TEXTE EXTRAIT -
Elle remonte à l’année 1972 où j’ai été affecté dans le cadre du service national dans l’équipe en charge des opérations de réforme agraire en Algérie. Ce projet de réforme agraire datait de novembre 1971. J’ai bénéficié d’une formation en topographie / cadastre avec des cadres de l’Administration des domaines, des juristes, des topographes, destinée à nous initier à une opération de recensement des terres selon leurs différents statuts. C’est alors que l’on mit entre nos mains des documents issus des commissions de délimitation des terres installées par le Senatus-Consulte de 1863. Ces documents concernaient la Kabylie : ils classaient les terres selon différents statuts (terres domaniales, communales, collectives « arch » et privées « melk »). L’on a alors découvert les terres arch (terme arabe qui désigne la « tribu »), avec une distinction faite entre les terres arch de culture qui faisaient l’objet d’appropriation privée et les terres arch de parcours (appropriées collectivement). Dans cette région de Petite Kabylie, beaucoup d’agriculteurs exploitaient à titre individuel des terres qui étaient classées « arch » c’est-à-dire collectives, tribales ou que l’on peut qualifier de communautaires, car appartenant aux communautés rurales.
On peut noter que la législation coloniale arrêtée sur les terres collectives par la colonisation française en Algérie, décidait de délimiter ces terres des tribus, mettaient ces terres sous tutelle de l’Etat, et confirmait les droits historiques des communautés rurales à les exploiter. Les principes définis par cette loi ont été étendu au Maroc (1919) à la Tunisie (1934), mais aussi pour d’autre pays qui étaient sous administration française comme Madagascar ou les Comores.
Le Senatus-Consulte de 1863 a été initié à l’époque du Second Empire (1850-1870) sous Napoléon III et reconnaissait donc aux communautés rurales, aux tribus, le droit d’user de ces terres collectives.
L’objectif du Senatus-Consulte de 1863 en Algérie consistait aussi dans un contrôle politique des tribus et une réorganisation administrative sur le modèle des communes françaises. On avait délimité les terres et les territoires avec un découpage administratif en « communes-douars », qui a eu aussi pour objectif de briser l’unité des tribus.

DONNÉES -
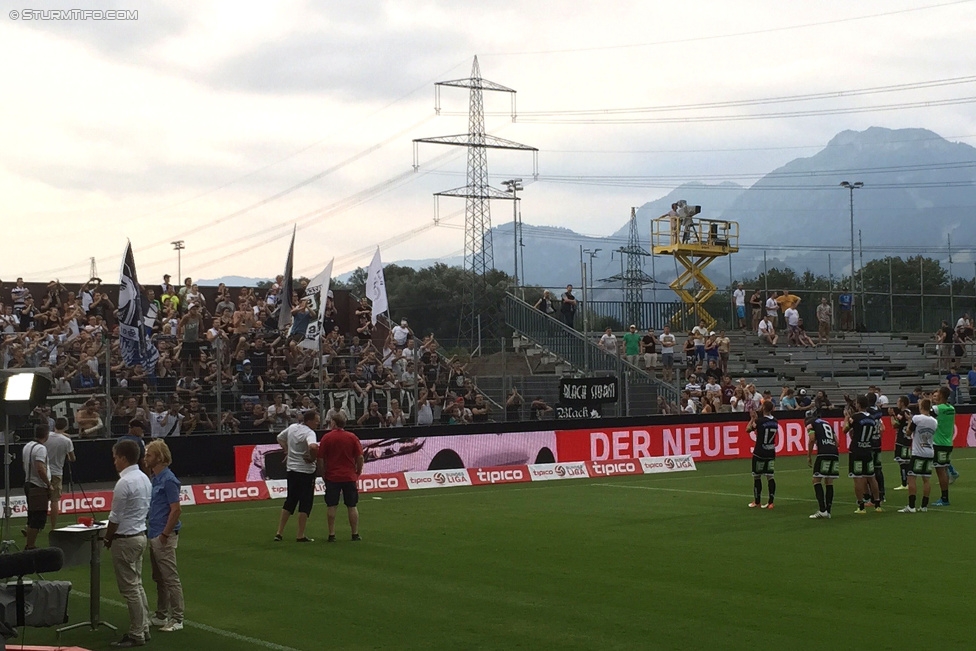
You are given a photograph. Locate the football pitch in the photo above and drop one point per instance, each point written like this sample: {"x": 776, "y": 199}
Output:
{"x": 642, "y": 562}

CONSIGNE 1 -
Indiquez si chacune des affirmations suivantes est conforme au texte extrait, en répondant par oui ou par non et en citant les mots du texte qui justifient votre réponse.
(a) Le projet de réforme agraire en Algérie datait de novembre 1971.
(b) Les principes de la loi ont été étendus à la Tunisie avant de l’être au Maroc.
(c) Le Senatus-Consulte de 1863 a été initié à l’époque du Second Empire.
CONSIGNE 2 -
Réécrivez le passage du texte extrait qui commence par « Le Senatus-Consulte de 1863 a » et se poursuit jusqu’à « ces terres collectives. », en remplaçant « Napoléon III » par « Louis-Napoléon Bonaparte ».

RÉPONSE ATTENDUE 1 -
(a) Oui : « Ce projet de réforme agraire datait de novembre 1971. »
(b) Non : « étendu au Maroc (1919) à la Tunisie (1934) »
(c) Oui : « initié à l’époque du Second Empire (1850-1870) sous Napoléon III »

RÉPONSE ATTENDUE 2 -
Le Senatus-Consulte de 1863 a été initié à l’époque du Second Empire (1850-1870) sous Louis-Napoléon Bonaparte et reconnaissait donc aux communautés rurales, aux tribus, le droit d’user de ces terres collectives.